**LISTING**:
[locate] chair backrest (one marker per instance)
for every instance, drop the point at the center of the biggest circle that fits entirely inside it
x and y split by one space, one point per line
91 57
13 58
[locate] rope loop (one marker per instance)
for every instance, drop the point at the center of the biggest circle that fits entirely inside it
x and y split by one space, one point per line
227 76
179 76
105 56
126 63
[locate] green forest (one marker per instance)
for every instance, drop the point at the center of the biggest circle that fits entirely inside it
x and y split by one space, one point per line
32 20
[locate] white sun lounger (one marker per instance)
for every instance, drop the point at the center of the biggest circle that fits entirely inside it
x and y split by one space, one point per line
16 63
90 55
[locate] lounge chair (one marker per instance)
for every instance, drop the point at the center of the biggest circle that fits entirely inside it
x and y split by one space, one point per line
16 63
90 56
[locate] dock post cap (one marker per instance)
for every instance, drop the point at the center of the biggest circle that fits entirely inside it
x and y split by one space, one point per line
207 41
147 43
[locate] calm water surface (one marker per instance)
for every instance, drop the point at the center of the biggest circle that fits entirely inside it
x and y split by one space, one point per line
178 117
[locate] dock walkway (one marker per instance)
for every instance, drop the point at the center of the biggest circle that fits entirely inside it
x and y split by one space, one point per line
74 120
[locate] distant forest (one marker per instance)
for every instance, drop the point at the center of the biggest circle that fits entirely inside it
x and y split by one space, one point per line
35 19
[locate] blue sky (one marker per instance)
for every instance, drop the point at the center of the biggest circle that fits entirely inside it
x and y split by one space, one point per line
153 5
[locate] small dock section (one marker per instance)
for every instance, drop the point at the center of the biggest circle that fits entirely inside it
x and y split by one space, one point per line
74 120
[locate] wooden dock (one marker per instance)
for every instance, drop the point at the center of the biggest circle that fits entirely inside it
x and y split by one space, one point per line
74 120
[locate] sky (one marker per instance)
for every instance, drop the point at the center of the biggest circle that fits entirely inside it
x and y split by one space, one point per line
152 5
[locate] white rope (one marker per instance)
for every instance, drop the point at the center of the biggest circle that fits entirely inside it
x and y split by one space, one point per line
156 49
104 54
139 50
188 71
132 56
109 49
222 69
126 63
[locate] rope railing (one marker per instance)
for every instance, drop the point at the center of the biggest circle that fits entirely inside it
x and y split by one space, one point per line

**PROMPT**:
Starting with the line with "[locate] blue sky (one marker per instance)" and going on through the end of the rows, write those lines out again, requests included, with every x and y coordinate in the answers multiplied by 2.3 and rounded to a whole number, halves rounding up. Leave all other lines unchanged.

**RESPONSE TO THIS EXERCISE**:
[locate] blue sky (one marker per instance)
for every instance, drop the point at the center of the biggest circle that fits entirely inside it
x and y split by one space, one point per line
352 12
[locate] small dock section (one marker per instance)
for every instance, drop the point at the center of the biggest circle that fits entirely inside it
x and y split by one space, one point per line
170 276
[locate] wooden dock (one marker per instance)
for every instance, drop the point at the center of the biggest circle that fits entirely inside it
x and y split by one space, one point per line
170 276
[locate] sky (one marker per instance)
for every instance, drop the point at the center of the biggest circle that fits entirely inside it
x and y split by one space, one point per line
350 12
[locate] white rope (one marker per instance)
for every instance, drop the point at the center of the biggest circle that fits entirely inside it
x and y split by one space, one point per line
359 113
239 124
320 115
432 163
304 129
251 113
511 159
290 145
[locate] rope railing (one marker per instance)
for every instance, drop the point at the center of the biggest circle that fits entirely inside it
x and y split by one space, one point per line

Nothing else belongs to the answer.